> KUTIPAN TEKS
------------

Sejenak Melepas Penat di Pantai Silalahi
Saya
sebenarnya tidak terlalu tertarik untuk ikut dalam perjalanan kali ini. Selain
karena jadwal keberangkatannya berbarengan dengan jadwal kuliah, kondisi
kesehatan juga kurang baik. Namun bayangan bisa menghirup udara segar
perbukitan membuat saya terhasut juga untuk mengunjungi salah satu pantai yang
masih merupakan bagian dari kawasan pinggiran Danau Toba ini.
Saya
dan keempat teman yang lain bertolak dari medan sekitar pukul sembilan pagi
menuju Desa Silalahi, kecamatan Silalahi Sabungan di Kabupaten Dairi, sumatera
Utara, tapi sebelumnya kami terlebih dahulu singgah di kebun jeruk seorang
teman di Simpang Tiga Raja.
Cuaca
agak berkabut hari itu, kami memutuskan untuk menghentikan perjalanan dan makan
siang di lokasi wisata Sipiso-piso karena hujan mulai turun di tengah
perjalanan. Saat perjalanan dilanjutkan, hari sudah beranjak siang. Sekitar
pukul dua siang rombongan kami memasuki kawasan Desa Silalahi. Di salah satu
sisi mulai terlihat hamparan danau toba dari kejauhan. Semakin jauh mobil
melaju, perbukitan terlihat semakin jelas. Bahkan batu-batuan yang berusia
ratusan tahun terlihat bergelimpangan diantara sawah penduduk.
Menurut
salah seorang teman yang ikut dalam rombongan kami, penduduk lokal masih banyak
yang tidak memahami nilai usia batu-batuan itu. Namun sepertinya pemerintah
mulai menaruh minat pada Desa Silalahi ini dan berencana menjadikannya salah
satu lokasi geopark (taman bumi) yang
merupakan salah satu aset wisata lokal.

------------

> TUGAS YANG DIMINTA
- A) Sunting tulisan tentang Pantai Silalahi dari "Sejenak Melepas Penat" sampai "Danau Toba ini." dengan mengganti "udara segar" menjadi "hawa sejuk".
- B) Teruskan tulisan tentang Pantai Silalahi dari kalimat terakhir yang tercantum.

------------

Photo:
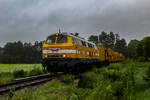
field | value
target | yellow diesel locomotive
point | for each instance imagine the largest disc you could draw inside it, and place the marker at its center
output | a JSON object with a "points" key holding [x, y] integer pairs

------------

> HASIL PER TUGAS
- A)
Sejenak Melepas Penat di Pantai Silalahi
Saya
sebenarnya tidak terlalu tertarik untuk ikut dalam perjalanan kali ini. Selain
karena jadwal keberangkatannya berbarengan dengan jadwal kuliah, kondisi
kesehatan juga kurang baik. Namun bayangan bisa menghirup hawa sejuk
perbukitan membuat saya terhasut juga untuk mengunjungi salah satu pantai yang
masih merupakan bagian dari kawasan pinggiran Danau Toba ini.

- B)
Menurut
masyarakat di Desa Silalahi, Desa ini awalnya adalah kerajaan yang dibangun
oleh Raja Silalahisabungan. Itulah sebabnya terdapat sebuat tugu di pinggir
jalan desa menuju Pantai Silalahi yang disebut Tugu Silalahi. Pada tugu ini
terdapat relief yang menceritakan tentang kehidupan Raja Silalahisabungan, juga
dijelaskan tentang seluruh silsilah pomparan (keturunan) Raja.
Pada
tugu tersebut disebutkan bahwa Raja Silalahisabungan memiliki 2 istri yaitu,
Pingganmatio Padangbatangari dan Siboru Nailing Boru Nairasaon dan memiliki
delapan putra serta seorang putri. Hal inilah yang membuat kami tertarik untuk
berhenti sejenak di Tugu Silalahi dan menikmati Relief indah yang terdapat pada
tugu tersebut. Meski saat kami berkunjung tugu tengah mengalami pemugaran
(pengecatan) namun hal ini tidak mengurangi kekaguman kami terhadap tradisi dan
nilai budaya yang terdapat di Desa Silalahi ini.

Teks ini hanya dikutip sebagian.